§ O QUE FAZER:
No trecho apresentado, por quantos anos o teólogo Bernard Häring foi perseguido, vigiado e investigado?

§ TRECHO APRESENTADO:
Não houve qualquer traço de compaixão com aqueles que, afinal, pertenciam à mesma Igreja. O padre e teólogo Bernard Häring (1912-1998), muito querido por seus pares, já velho e gravemente doente, com um câncer na garganta, foi perseguido, vigiado, investigado por oito anos e levado a longos interrogatórios e julgamento nas salas da ex-Inquisição. Em sua autobiografia, o teólogo alemão afirmou que nem os tribunais da Alemanha nazista foram tão duros quanto os do Vaticano (aqui).
O cerco aos teólogos chegou ao ponto de o Vaticano proibir que eles estivessem presentes na qualidade de assessores dos bispos durante a conferência do episcopado latino-americano de 1979, a Conferência de Puebla: quase 50 deles viajaram à cidade mexicana a pedido de vários bispos, abrigando-se em apartamentos na cidade e reunindo-se com os religiosos de maneira clandestina.

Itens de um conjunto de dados
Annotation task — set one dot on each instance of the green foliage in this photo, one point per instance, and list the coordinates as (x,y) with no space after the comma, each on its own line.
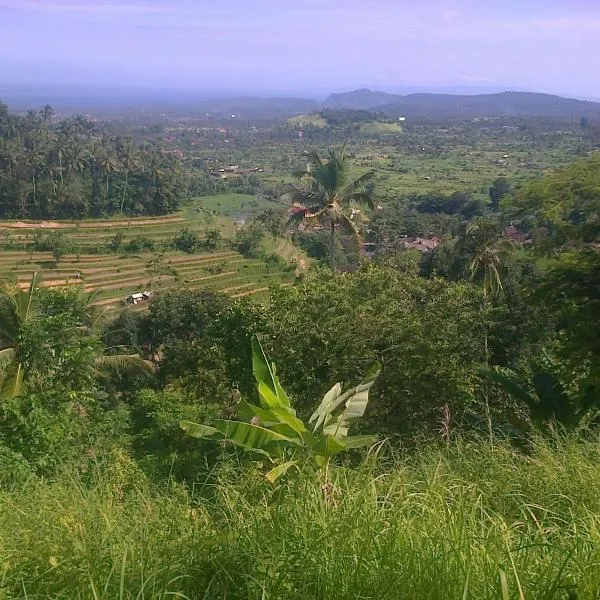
(428,335)
(327,193)
(248,239)
(551,394)
(500,190)
(74,169)
(442,523)
(276,432)
(566,202)
(187,241)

§ RESPOSTA ESCRITA:
Por oito anos.